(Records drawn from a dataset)
┌──

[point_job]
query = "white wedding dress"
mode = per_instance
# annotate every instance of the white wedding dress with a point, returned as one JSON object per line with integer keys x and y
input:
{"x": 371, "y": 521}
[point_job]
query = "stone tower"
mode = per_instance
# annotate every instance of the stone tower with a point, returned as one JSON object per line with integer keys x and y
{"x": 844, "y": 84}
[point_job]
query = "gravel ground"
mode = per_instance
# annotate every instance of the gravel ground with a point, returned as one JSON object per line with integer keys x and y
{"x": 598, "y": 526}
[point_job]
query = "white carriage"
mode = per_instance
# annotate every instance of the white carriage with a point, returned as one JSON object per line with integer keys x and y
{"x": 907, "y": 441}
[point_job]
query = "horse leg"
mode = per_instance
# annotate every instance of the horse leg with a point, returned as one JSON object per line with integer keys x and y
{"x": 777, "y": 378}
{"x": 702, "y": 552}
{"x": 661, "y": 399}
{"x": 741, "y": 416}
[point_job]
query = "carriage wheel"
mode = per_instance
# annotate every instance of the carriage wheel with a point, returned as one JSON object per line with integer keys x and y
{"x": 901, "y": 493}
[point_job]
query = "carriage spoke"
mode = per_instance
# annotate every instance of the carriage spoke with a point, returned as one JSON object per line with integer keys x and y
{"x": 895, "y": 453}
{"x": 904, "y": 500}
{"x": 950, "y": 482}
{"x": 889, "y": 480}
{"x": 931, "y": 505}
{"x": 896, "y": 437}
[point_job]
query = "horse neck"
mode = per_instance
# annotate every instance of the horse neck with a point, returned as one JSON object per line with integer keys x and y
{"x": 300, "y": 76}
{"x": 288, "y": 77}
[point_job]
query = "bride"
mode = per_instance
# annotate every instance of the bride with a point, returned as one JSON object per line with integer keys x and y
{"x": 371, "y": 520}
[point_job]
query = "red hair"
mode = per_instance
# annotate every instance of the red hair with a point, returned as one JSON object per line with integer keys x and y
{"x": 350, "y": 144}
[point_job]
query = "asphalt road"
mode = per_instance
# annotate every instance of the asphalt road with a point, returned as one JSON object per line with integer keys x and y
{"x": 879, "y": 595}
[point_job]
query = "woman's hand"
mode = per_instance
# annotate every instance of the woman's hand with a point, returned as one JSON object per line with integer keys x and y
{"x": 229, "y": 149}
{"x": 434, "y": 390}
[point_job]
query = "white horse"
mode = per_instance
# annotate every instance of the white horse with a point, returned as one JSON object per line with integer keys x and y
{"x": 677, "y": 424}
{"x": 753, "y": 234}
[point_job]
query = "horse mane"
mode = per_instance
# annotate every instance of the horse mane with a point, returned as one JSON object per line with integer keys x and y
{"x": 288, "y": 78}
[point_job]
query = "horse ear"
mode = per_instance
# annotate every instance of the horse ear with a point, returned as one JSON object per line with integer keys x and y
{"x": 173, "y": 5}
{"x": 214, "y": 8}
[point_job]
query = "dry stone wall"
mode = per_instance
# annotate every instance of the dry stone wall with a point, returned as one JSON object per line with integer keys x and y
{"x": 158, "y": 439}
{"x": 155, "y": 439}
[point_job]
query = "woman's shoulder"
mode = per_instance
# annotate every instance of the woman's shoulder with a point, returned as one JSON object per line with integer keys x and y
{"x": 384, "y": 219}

└──

Among the entries above, find every line holding "dress" and copy it.

query = "white wedding dress"
# annotate every instance of the white wedding dress with a point, returned as one JSON object per line with integer keys x and y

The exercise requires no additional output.